* What this task involves
Copy the stretch of the material from the line containing "Q: For every instance of the blue sign" through the end of the material, requests included. Shift every point coordinate in the answers up by 92.

_ _ _ _ _ _ _

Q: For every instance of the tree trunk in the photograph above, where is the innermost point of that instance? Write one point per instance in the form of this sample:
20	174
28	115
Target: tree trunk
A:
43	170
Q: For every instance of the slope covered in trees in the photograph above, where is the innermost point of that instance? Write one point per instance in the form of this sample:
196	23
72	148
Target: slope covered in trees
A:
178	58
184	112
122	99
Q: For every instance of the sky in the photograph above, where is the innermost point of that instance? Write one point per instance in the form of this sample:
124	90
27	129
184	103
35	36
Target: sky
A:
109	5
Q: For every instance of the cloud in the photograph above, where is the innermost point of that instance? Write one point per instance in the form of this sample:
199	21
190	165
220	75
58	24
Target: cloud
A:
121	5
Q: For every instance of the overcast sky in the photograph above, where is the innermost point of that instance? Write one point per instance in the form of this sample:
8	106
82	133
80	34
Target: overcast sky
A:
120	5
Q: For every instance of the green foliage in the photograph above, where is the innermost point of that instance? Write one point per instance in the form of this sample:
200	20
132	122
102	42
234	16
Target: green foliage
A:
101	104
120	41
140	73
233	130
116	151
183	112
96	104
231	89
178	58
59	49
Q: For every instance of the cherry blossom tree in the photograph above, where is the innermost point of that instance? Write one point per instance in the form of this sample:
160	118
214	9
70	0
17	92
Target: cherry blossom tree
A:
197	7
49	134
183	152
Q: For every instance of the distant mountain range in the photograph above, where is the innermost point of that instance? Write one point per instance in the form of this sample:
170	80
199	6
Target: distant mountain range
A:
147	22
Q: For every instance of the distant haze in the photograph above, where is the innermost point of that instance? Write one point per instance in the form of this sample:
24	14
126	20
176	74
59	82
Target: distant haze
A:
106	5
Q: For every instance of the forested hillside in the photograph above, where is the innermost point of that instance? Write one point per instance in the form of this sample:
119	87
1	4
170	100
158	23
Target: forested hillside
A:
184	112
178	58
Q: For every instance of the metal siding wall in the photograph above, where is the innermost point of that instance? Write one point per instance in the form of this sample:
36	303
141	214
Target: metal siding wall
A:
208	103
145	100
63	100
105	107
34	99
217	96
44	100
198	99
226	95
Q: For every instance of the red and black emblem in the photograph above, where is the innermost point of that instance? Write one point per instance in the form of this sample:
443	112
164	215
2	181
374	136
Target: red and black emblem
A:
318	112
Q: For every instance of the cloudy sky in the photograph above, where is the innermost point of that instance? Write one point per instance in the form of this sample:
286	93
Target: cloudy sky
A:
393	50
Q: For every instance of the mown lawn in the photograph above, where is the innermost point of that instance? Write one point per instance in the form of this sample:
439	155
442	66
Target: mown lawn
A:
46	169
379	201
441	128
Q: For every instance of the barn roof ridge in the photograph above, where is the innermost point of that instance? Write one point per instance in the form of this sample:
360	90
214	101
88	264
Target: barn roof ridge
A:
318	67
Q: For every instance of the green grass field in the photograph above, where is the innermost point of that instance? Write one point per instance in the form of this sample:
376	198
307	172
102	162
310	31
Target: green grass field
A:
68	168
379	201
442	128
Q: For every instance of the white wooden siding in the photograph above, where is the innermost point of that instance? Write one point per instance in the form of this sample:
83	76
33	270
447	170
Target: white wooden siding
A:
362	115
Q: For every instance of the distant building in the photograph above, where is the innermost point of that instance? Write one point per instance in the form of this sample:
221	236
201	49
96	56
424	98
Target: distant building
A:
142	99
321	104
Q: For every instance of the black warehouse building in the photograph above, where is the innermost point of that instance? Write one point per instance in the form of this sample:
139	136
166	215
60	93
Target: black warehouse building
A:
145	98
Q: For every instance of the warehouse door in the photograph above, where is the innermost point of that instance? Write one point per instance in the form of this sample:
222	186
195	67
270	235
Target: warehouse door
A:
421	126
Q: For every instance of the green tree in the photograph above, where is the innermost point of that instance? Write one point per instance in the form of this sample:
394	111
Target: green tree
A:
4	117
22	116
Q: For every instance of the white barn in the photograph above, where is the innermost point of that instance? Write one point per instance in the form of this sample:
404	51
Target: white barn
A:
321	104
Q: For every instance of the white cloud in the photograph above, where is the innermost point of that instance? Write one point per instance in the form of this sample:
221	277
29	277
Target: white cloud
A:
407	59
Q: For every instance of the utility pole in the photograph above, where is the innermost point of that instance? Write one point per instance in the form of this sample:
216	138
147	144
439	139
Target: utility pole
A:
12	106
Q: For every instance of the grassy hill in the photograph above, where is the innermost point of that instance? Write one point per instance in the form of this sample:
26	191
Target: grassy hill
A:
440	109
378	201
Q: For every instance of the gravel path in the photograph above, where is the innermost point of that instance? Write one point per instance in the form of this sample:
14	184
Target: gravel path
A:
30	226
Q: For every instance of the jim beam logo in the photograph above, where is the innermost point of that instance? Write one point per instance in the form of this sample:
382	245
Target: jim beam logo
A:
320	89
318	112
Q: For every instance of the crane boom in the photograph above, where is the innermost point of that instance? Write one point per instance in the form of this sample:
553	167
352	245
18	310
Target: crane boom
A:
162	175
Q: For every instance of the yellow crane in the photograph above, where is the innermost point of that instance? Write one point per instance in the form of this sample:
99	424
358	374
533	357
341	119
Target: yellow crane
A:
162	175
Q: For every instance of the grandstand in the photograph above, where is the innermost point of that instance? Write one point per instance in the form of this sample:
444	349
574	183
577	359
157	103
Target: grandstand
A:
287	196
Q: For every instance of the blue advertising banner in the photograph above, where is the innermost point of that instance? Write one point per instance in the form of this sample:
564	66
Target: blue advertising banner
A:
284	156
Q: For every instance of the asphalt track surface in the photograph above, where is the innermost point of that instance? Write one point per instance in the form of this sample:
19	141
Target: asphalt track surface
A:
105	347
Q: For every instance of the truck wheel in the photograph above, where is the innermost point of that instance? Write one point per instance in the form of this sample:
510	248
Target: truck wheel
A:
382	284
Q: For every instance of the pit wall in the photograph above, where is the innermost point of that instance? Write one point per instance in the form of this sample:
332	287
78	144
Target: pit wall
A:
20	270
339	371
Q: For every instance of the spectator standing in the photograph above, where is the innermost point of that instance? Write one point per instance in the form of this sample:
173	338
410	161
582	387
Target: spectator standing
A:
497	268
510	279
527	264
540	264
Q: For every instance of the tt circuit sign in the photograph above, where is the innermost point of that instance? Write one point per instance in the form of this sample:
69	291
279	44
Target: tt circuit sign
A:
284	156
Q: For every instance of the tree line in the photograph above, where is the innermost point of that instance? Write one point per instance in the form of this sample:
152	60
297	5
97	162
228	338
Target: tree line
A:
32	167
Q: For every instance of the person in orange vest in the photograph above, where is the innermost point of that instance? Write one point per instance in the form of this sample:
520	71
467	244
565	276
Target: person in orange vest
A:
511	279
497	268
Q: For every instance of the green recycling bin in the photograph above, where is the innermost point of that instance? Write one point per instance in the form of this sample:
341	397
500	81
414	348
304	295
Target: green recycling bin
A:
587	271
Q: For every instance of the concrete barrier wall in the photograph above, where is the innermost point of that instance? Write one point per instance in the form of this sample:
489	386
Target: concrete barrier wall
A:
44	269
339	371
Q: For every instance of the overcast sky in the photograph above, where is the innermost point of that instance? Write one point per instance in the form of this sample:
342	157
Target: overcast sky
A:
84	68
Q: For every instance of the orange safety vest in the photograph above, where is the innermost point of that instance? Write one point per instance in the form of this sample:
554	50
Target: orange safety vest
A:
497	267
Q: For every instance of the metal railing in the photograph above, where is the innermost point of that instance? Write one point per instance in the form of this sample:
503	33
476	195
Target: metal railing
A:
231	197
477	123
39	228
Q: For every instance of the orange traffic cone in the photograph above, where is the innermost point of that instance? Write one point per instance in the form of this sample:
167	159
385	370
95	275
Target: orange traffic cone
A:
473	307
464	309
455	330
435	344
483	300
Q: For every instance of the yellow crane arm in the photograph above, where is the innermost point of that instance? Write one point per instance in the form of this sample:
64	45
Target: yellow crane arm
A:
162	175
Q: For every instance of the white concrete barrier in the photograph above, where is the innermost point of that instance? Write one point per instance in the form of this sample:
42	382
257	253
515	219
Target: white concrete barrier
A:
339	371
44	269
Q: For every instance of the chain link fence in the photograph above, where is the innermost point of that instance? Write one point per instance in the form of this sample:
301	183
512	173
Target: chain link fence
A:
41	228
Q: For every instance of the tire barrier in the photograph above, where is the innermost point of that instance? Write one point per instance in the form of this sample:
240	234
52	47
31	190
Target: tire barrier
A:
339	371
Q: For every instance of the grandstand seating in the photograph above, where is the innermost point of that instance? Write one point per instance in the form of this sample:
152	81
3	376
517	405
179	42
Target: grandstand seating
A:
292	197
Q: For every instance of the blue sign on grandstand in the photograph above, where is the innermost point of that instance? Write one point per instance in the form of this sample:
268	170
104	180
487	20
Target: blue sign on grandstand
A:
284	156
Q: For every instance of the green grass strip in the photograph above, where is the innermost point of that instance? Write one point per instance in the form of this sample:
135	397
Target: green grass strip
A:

_ _ _ _ _ _ _

* Exercise output
Q: For every instance of the blue sign on grandstand in the photograph above, where is the innermost point of that instance? Write one point per instance in the form of this sample:
268	170
104	180
487	20
Target: blue sign on grandstand
A:
376	248
Q: For every instance of the green grass strip in the photograph above, where is the innermost point of that instance? Write one point per instance in the form of this sample:
135	397
Target: green grass strip
A:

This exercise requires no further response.